Graham Snook has his expectations overturned by a sporty 'First Line' edition of Beneteau's latest yacht

Product Overview


  • Feel on the helm
  • Deck stowage
  • Engine layout


  • Lack of galley stowage
  • Finishing detail
  • Exposed wiring


Beneteau 46.1


Symbiotically linked through the wheel, helmsman and yacht talk to each other.

Small commands are given, the yacht powers forward and feeds back through the feel on the helm.

Get the design right and that sensation of power and control is intoxicating, but if the balance is wrong, it can sour the whole experience.

Happily, Beneteau have got the steering on its new 46ft yacht right — very right, as it turned out.

Deck of the Beneteau 46.1

The forward part of the cockpit is clear of lines with plenty of lounging space. Credit: Graham Snook Photography

That’s not all: the saloon is modern, bright and spacious, the owner’s cabin has acres of space and the cockpit is well laid out for those who want to sail while others can relax in comfort.

The 46.1’s predecessor, the Oceanis 45, was lapped up by private owners and charter companies alike, and the 46.1 offers more: more space, more berths, more sail area.

Charterers will be happy with the option of berths galore and easy handling, and private owners can opt for better performance.

So will she become the most popular boat Beneteau have produced, as the Oceanis 45 was before her?


Beneteau has succeeded in producing cruisers that strike the right note with customers for the last 20 years, and the 46.1 promises to do just that. It hits what is the core of the new yacht market at the moment, as evidenced by the slew of 46-footers launched recently.

TASK LIST:
1/ Using the Beneteau 46.1 review above, decide whether each statement agrees with it, answering yes or no and quoting the words that decide it: (a) The 46.1's predecessor was the Oceanis 45. (b) The reviewer found the steering poorly balanced. (c) The forward part of the cockpit is crowded with lines.
2/ According to the Beneteau 46.1 review, for how many years has Beneteau produced cruisers that strike the right note with customers?

DATA EXTRACT:
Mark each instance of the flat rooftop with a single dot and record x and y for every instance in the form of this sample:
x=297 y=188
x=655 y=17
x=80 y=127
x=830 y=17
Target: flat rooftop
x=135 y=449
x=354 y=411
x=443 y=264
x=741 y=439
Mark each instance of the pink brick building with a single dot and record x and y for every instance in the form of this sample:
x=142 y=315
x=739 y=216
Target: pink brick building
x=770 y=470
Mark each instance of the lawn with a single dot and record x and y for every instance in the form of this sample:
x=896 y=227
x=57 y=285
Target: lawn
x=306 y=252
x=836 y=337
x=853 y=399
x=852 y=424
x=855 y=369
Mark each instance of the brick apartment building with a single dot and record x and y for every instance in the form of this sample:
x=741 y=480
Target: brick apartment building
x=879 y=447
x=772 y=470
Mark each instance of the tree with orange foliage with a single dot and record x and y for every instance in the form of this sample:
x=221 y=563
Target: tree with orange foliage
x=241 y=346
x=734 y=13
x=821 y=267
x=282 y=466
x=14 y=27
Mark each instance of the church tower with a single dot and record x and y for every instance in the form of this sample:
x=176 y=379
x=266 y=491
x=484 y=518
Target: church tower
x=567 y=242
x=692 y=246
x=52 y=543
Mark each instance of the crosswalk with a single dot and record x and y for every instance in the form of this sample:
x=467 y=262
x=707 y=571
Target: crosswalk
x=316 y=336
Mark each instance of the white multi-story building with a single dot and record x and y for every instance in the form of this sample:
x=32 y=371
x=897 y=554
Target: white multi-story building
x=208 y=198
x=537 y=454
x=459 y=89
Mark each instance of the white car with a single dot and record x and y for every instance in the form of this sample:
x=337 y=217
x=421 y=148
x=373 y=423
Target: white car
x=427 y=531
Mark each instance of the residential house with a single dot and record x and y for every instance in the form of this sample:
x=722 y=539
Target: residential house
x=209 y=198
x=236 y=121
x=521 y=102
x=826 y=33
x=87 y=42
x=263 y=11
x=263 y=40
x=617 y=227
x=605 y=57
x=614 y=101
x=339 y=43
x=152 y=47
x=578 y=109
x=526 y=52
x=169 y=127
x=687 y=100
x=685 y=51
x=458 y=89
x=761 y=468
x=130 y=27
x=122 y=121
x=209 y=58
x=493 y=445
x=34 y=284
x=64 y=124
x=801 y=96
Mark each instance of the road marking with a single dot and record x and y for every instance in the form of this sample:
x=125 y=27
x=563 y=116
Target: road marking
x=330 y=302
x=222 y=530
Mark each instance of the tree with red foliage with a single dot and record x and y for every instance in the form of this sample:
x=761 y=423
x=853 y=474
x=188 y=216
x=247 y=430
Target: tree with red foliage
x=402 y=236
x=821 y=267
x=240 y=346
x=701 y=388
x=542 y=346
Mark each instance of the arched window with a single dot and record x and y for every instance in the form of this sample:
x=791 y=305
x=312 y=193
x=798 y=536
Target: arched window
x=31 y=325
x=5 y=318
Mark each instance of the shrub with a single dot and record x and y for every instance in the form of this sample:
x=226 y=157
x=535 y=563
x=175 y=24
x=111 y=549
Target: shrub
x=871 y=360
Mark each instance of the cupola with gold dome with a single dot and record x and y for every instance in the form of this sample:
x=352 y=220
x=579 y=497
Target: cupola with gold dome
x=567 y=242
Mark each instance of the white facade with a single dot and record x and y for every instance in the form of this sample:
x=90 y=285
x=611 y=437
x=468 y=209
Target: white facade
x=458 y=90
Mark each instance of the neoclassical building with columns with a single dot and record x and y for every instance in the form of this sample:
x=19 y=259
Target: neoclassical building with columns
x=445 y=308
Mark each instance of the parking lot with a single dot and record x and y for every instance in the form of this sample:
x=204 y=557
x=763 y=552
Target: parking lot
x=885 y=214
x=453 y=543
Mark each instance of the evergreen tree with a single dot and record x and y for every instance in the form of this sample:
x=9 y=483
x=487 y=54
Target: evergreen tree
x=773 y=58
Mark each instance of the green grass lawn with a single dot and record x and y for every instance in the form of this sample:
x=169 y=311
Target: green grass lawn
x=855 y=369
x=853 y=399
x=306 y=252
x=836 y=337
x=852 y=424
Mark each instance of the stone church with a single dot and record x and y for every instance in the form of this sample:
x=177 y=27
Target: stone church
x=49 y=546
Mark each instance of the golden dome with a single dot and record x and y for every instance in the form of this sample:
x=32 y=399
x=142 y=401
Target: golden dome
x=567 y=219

RESPONSES FOR EACH TASK:
1/
(a) Yes: "The 46.1’s predecessor, the Oceanis 45"
(b) No: "Beneteau have got the steering on its new 46ft yacht right — very right, as it turned out."
(c) No: "The forward part of the cockpit is clear of lines with plenty of lounging space."

2/ For the last 20 years.